Image-grounded pointing data
Content starts
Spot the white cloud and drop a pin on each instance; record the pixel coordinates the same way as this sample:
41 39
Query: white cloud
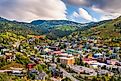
27 10
84 14
108 8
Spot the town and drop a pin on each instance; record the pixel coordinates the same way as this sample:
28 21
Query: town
75 59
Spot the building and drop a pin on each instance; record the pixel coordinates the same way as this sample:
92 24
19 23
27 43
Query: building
67 60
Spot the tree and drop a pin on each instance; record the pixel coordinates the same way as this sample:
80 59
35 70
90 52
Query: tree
66 79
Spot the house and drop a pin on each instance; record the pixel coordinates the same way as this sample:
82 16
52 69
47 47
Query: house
30 66
112 61
67 60
9 56
104 72
96 65
98 55
40 76
83 70
56 73
88 60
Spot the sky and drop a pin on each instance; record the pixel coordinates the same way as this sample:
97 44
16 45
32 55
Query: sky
82 11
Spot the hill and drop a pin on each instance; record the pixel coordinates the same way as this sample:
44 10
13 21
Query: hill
111 29
51 28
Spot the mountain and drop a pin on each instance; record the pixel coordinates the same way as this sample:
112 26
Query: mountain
54 22
110 29
51 28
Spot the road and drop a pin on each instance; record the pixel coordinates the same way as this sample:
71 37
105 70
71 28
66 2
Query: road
66 74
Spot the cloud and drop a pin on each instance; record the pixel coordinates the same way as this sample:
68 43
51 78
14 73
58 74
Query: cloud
82 14
76 2
109 8
27 10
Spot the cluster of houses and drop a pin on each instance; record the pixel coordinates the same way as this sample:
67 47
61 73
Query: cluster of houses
91 51
100 58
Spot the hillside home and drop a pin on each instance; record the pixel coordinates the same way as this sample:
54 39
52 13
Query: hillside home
67 60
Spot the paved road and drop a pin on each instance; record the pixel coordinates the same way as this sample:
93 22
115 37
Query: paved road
66 74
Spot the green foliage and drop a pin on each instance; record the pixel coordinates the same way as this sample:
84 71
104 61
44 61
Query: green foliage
66 79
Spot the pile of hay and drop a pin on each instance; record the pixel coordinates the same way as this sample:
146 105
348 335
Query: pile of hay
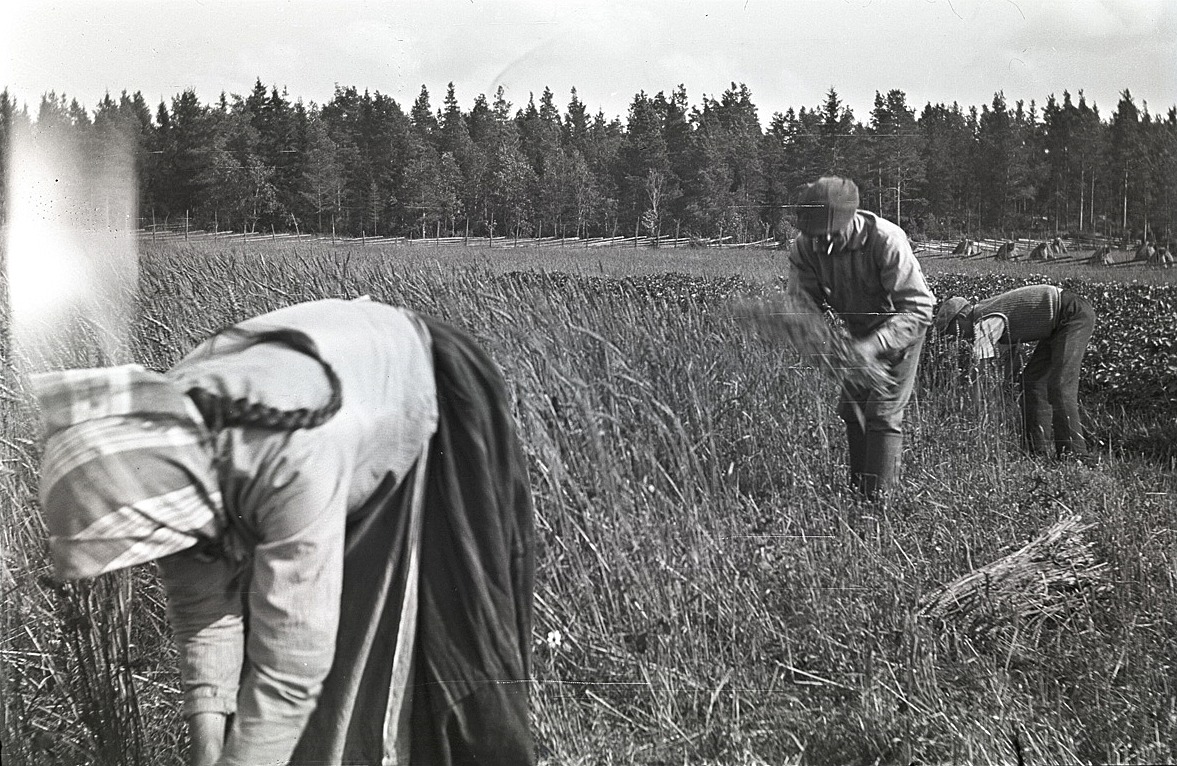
1028 588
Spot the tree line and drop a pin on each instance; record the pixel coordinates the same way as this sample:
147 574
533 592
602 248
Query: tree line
360 164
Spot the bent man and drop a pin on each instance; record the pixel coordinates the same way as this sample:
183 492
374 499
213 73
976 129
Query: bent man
1062 322
862 267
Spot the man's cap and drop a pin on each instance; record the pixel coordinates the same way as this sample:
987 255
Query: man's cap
826 205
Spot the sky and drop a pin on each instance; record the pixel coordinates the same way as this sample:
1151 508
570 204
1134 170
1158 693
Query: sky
788 52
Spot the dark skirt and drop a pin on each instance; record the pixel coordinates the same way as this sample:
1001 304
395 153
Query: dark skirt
472 654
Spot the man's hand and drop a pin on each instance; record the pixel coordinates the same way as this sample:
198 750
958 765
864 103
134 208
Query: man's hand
207 734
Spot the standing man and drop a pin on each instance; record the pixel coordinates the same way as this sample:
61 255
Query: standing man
1062 324
862 267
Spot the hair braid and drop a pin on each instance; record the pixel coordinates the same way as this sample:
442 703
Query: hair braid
223 412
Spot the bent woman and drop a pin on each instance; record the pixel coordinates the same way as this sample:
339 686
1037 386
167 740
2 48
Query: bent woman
339 506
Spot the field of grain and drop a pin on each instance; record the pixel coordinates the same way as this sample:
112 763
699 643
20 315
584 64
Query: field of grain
707 592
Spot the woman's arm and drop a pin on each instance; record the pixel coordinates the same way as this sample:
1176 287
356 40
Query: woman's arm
294 590
207 738
204 610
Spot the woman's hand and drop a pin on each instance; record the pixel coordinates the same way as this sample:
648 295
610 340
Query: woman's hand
206 732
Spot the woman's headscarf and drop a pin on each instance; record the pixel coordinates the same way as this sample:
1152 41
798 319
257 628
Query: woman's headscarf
Content ends
For each line above that contains "headscarf", make a copy.

Spot the woman's headscarf and drop a pin on each instance; record the pixel coordinates the same way as this sample:
Query: woman's headscarf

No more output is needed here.